• [WORK INSTRUCTIONS] Can you retype each of the items below character for character, omitting the pictures?

• [SOURCE DATA]
+++
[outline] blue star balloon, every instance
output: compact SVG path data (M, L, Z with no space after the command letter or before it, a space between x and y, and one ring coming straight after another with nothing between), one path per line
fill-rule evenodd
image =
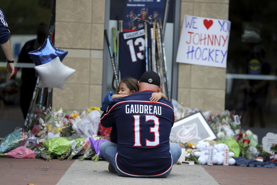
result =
+++
• [PROBLEM SOLUTION]
[outline] blue star balloon, every instance
output: compact SVG path data (M, L, Z with no space after the command letter or before it, a space between x and y, and one ring coming straight after another with nothing between), one path per line
fill-rule evenodd
image =
result =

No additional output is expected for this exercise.